**Document extract**
--- START ---

Another salient feature of the new PM Regulation is that it requires portfolio managers to make investments for their discretionary client in only securities which are listed or traded on a recognised stock exchange, money market instruments, units of mutual funds and other securities as specified by SEBI from time to time. In case of non-discretionary/advisory clients, PMs are permitted to invest or advice for investment up to twenty five percent (25%) of the Asset Under Management (“AUM”) in unlisted securities, in addition to securities permitted for discretionary portfolio management.

In addition to the above, SEBI has prescribed ‘Guidelines for Portfolio Managers’ vide its Circular dated February 13, 2020 providing the following:

  • PMs shall not charge any upfront fees to their clients.
  • Operating expenses excluding brokerage, over and above the fees charged for Portfolio Management Service, shall not exceed one-half of a percent (0.50%) per annum of the client’s average daily AUM.
  • SEBI has prescribed caps on the amount of exit load that may be charged to PM clients, such that no exit load may be charged to investor if redemption occurs after a period of three (3) years from the date of investment.

--- END ---

Could you update the excerpt on SEBI's portfolio manager rules, giving the part that opens with the words containing "Another salient feature" and closes with "discretionary portfolio management." again with "twenty five percent" changed to "twenty-five percent"? The listing isn't needed for anything here.

**Source material**
--- START ---

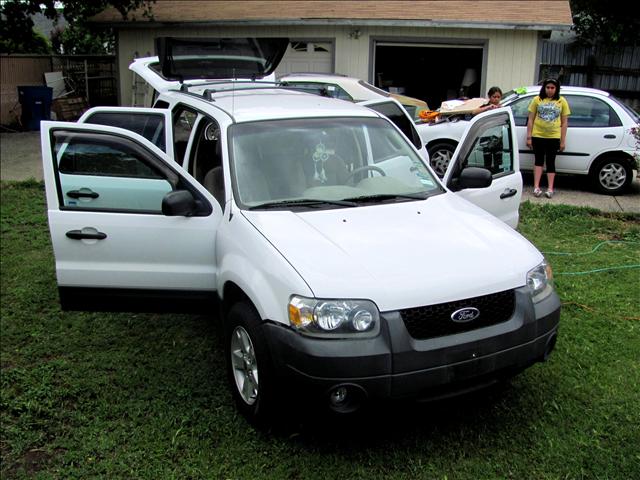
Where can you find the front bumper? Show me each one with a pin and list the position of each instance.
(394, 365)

--- END ---
--- START ---

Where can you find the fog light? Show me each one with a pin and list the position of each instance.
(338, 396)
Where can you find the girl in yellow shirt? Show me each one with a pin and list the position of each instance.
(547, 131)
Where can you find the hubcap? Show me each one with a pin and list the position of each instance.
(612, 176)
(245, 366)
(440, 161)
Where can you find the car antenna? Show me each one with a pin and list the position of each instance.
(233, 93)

--- END ---
--- START ---

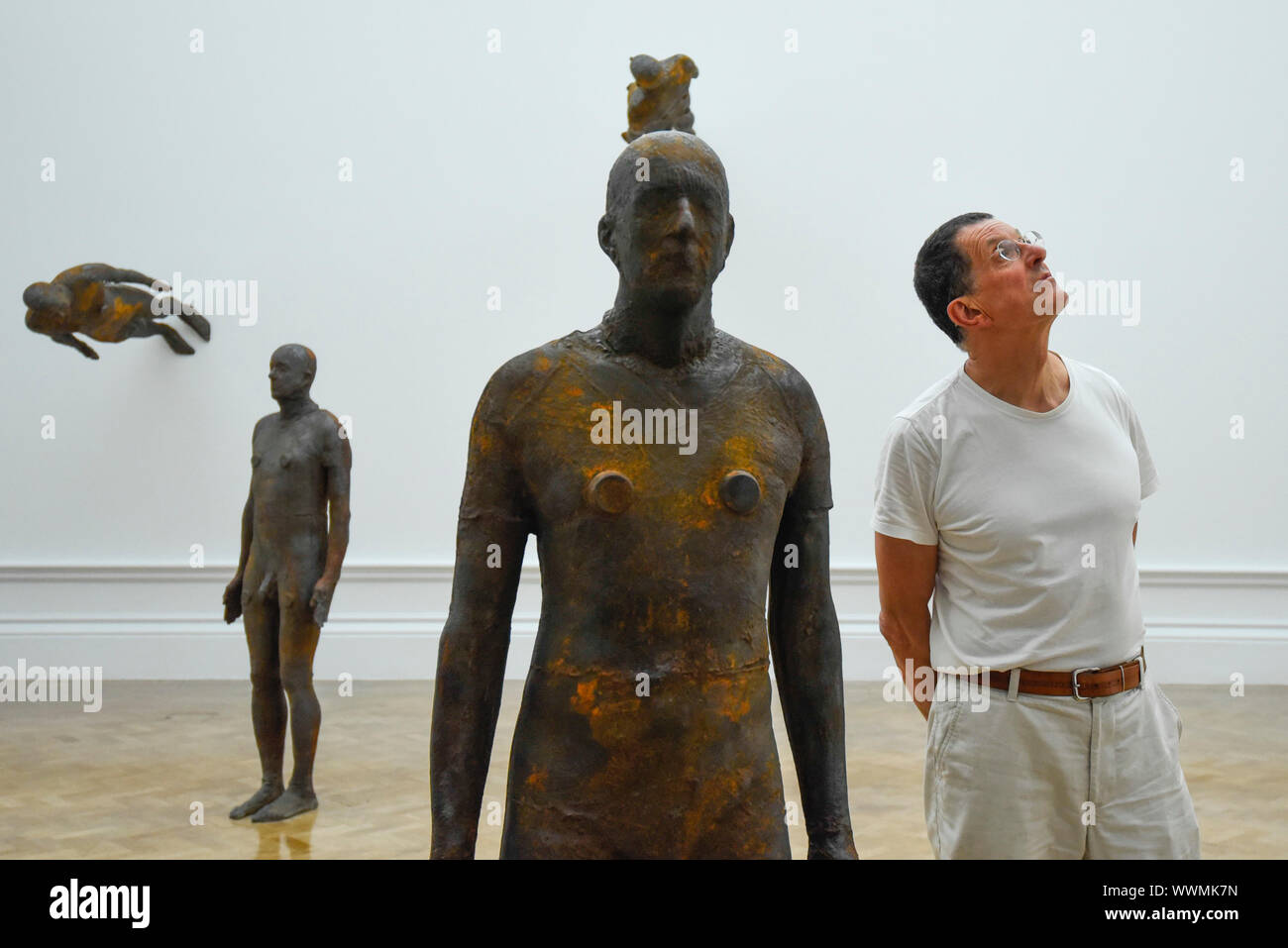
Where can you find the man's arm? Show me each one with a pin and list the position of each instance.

--- END ---

**Solution to this exercise**
Another salient feature of the new PM Regulation is that it requires portfolio managers to make investments for their discretionary client in only securities which are listed or traded on a recognised stock exchange, money market instruments, units of mutual funds and other securities as specified by SEBI from time to time. In case of non-discretionary/advisory clients, PMs are permitted to invest or advice for investment up to twenty-five percent (25%) of the Asset Under Management (“AUM”) in unlisted securities, in addition to securities permitted for discretionary portfolio management.